◆ Directions
Using the listing below, print exactly everything from the line with "Target: front door" down to the line with "Target: small building", both included, and nothing more.

◆ Data excerpts
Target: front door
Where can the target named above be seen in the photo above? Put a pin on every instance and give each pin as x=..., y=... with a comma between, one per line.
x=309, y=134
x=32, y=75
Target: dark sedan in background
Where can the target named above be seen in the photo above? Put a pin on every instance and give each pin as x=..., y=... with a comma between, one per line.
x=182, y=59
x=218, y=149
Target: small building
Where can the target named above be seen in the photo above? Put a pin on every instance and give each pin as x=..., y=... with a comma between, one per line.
* * *
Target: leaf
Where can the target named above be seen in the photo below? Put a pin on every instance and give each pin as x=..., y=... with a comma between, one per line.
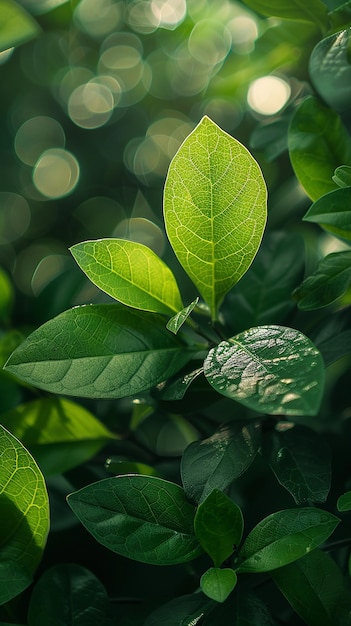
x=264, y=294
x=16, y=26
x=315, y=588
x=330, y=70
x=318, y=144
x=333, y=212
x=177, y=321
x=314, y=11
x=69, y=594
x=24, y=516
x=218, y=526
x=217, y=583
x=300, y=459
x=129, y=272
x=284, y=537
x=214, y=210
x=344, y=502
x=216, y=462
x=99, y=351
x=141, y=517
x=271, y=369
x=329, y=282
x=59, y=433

◆ Solution to the exercise
Target: front door
Where can the target named above be seen in the photo above? Put a pin on every instance and give each pin as x=..., y=... with a comma between, one per line.
x=309, y=134
x=32, y=75
Target: dark sedan in background
Where can the target named above be seen in the photo above? Put a pin on every instance and give each pin as x=..., y=... with a comma between, one per line.
x=182, y=59
x=218, y=149
Target: small building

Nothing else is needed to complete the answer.